**Required work:** What is needed here is a word-for-word copy of all the entries below.

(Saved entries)
————————

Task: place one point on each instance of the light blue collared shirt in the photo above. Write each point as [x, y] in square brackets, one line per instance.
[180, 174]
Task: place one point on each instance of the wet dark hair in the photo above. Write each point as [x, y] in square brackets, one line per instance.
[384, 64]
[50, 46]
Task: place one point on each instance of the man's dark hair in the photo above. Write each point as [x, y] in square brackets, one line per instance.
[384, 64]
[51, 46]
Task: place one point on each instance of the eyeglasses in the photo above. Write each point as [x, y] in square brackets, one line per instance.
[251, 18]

————————

**Task response:**
Task: place one point on each instance of the light blue collared shirt in the photo above. Write each point as [x, y] in square brackets, one line per instance.
[180, 174]
Task: place one point on each instance of the wet dark hair in the photo above. Write each point as [x, y] in square brackets, one line per instance.
[384, 64]
[50, 46]
Task: place one point on each instance of the man's dark hair in the photo above. Write each point as [x, y] in square brackets, one line per instance.
[384, 64]
[51, 46]
Task: place one point on each instance of the eyeglasses in the photo above. Write each point as [x, y] in square brackets, one line per instance.
[251, 18]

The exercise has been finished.